[Excerpts from point annotation data]
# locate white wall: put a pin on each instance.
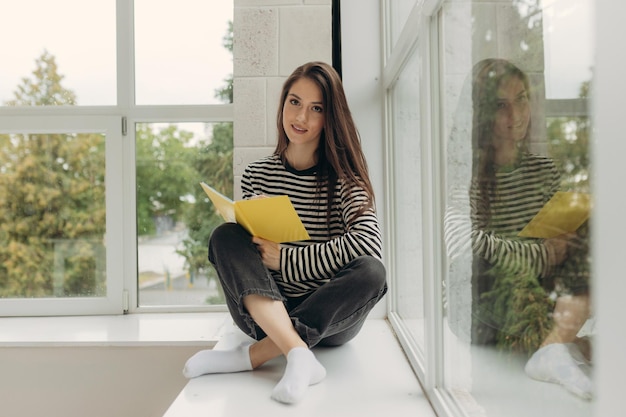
(609, 151)
(361, 72)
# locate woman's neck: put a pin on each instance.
(506, 156)
(300, 159)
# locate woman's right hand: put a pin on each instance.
(557, 248)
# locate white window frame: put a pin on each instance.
(121, 236)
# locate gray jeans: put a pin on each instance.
(329, 316)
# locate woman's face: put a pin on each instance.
(303, 113)
(512, 112)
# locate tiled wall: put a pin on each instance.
(271, 39)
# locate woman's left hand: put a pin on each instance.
(270, 252)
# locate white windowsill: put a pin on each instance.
(153, 329)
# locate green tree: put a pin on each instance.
(568, 144)
(51, 200)
(164, 173)
(214, 165)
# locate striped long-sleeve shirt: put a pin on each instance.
(519, 194)
(306, 265)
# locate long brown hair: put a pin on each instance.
(487, 76)
(339, 154)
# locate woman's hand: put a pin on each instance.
(270, 252)
(557, 248)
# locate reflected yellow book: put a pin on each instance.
(564, 213)
(272, 218)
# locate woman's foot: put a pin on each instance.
(302, 370)
(561, 363)
(213, 361)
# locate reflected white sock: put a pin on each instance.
(554, 363)
(302, 370)
(213, 361)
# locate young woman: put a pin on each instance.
(293, 296)
(510, 185)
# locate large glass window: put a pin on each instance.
(110, 116)
(174, 215)
(516, 133)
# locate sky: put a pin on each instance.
(568, 45)
(180, 57)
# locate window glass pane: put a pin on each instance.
(66, 42)
(52, 202)
(399, 11)
(516, 131)
(407, 201)
(174, 216)
(181, 54)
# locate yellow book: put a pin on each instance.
(564, 213)
(272, 218)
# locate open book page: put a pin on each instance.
(272, 218)
(564, 213)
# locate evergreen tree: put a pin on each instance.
(214, 165)
(51, 201)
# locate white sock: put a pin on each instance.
(554, 363)
(213, 361)
(302, 370)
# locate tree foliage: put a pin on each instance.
(51, 201)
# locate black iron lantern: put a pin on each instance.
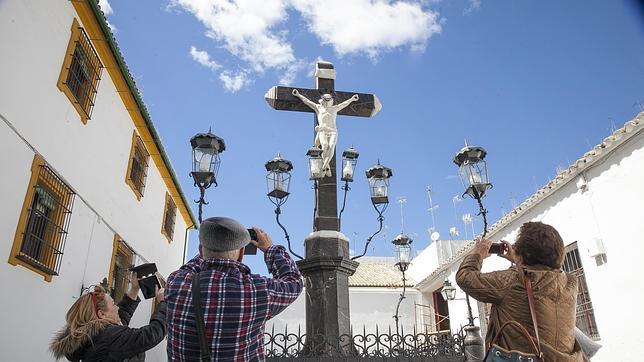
(448, 291)
(278, 178)
(315, 163)
(378, 177)
(403, 251)
(349, 161)
(206, 148)
(473, 170)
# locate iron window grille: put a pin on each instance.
(585, 313)
(169, 217)
(139, 159)
(81, 72)
(49, 213)
(119, 274)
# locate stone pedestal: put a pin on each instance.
(326, 272)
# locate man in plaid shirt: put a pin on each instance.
(236, 304)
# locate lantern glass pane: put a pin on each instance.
(315, 168)
(348, 168)
(204, 159)
(379, 187)
(404, 252)
(278, 181)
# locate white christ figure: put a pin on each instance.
(326, 132)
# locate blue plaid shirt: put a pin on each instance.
(236, 305)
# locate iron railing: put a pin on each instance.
(50, 211)
(379, 345)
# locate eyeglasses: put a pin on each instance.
(93, 294)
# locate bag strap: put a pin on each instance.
(533, 313)
(201, 327)
(535, 349)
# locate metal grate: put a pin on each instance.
(169, 217)
(585, 313)
(139, 167)
(378, 345)
(50, 211)
(84, 73)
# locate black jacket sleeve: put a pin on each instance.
(128, 342)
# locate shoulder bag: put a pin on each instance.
(498, 354)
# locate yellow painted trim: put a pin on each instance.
(24, 216)
(168, 197)
(62, 86)
(93, 29)
(128, 180)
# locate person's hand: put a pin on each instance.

### EXERCISE GOAL:
Duplicate every one of the lines above word for word, but leave out the pictures.

### EXPECTED OUTPUT:
# locate white wall: put a pin on each instance.
(609, 151)
(361, 72)
# locate woman's neck: put a pin on each instance.
(506, 156)
(300, 159)
# locate woman's right hand: put a pin on each instance.
(557, 248)
# locate white window frame: put a pin on each instance.
(121, 236)
# locate gray jeans: put a pin on each instance.
(329, 316)
# locate woman's face: put a pin on each instance.
(303, 113)
(512, 112)
# locate tiled wall: put a pin on each instance.
(271, 39)
# locate woman's left hand: put a pin on each instance.
(270, 252)
# locate white windowsill: put a pin on each instance.
(153, 329)
# locate green tree: put a pin on each instance.
(568, 144)
(51, 200)
(164, 173)
(214, 165)
# locate striped long-sleeve shirt: put a pin on each instance.
(519, 194)
(306, 265)
# locate long brown hair: put a pin on each instance.
(487, 76)
(339, 154)
# locate woman's hand: put a pin on each instance.
(270, 252)
(557, 248)
# locate reflected yellow book: put a pin on each instance.
(564, 213)
(272, 218)
# locate woman's foot: put a pin on each instance.
(302, 370)
(561, 363)
(213, 361)
# locate reflected white sock: put a pin on each instance.
(554, 363)
(302, 370)
(213, 361)
# locate young woman: put a pin on each instance.
(293, 296)
(510, 185)
# locate large glass window: put a pin on each instance.
(110, 116)
(174, 215)
(516, 133)
# locate sky: put a pin on each instance.
(568, 45)
(180, 57)
# locate window glass pane: put a pin on each instance.
(66, 42)
(52, 202)
(399, 11)
(516, 131)
(407, 201)
(174, 216)
(181, 54)
# locate yellow book: put a pin on each instance.
(564, 213)
(272, 218)
# locate open book page: put a pin on each instance.
(272, 218)
(564, 213)
# locate evergreen tree: put a pin on each instance.
(214, 165)
(51, 201)
# locate white sock: put a pin on each instance.
(554, 363)
(213, 361)
(302, 370)
# locate tree foliage: put a pin on each instance.
(51, 201)
# locate black iron lantern: put a pin on each instance.
(448, 291)
(278, 178)
(315, 163)
(378, 177)
(403, 251)
(349, 161)
(206, 148)
(473, 170)
# locate iron window grille: put a pin on each instance.
(585, 313)
(169, 217)
(139, 159)
(81, 72)
(49, 213)
(119, 274)
# locate stone pedestal: put a pin on each instance.
(326, 272)
# locate man in plaid shirt: put a pin on each instance.
(236, 304)
# locate lantern glass pane: put a pin on each instance.
(315, 168)
(348, 168)
(204, 159)
(379, 187)
(404, 252)
(278, 181)
# locate white christ figure: put a pin on each instance.
(326, 132)
# locate blue plaid shirt: put a pin on each instance.
(236, 305)
# locate iron railing: put a pin on each instance.
(50, 211)
(379, 345)
# locate eyeglasses: put a pin on each instance.
(93, 294)
# locate bag strap: put a pin on each instance.
(533, 313)
(201, 327)
(535, 349)
# locate metal grate: put a pin on each instance.
(169, 217)
(585, 313)
(139, 167)
(378, 345)
(50, 211)
(84, 73)
# locate black jacket sleeve: put a pin on each instance.
(128, 342)
# locate shoulder bag: put a pin on each instance.
(498, 354)
# locate yellow painted trim: put a pin on each instance.
(24, 216)
(168, 197)
(62, 86)
(93, 29)
(128, 180)
# locate person's hand: put a pin on each instance.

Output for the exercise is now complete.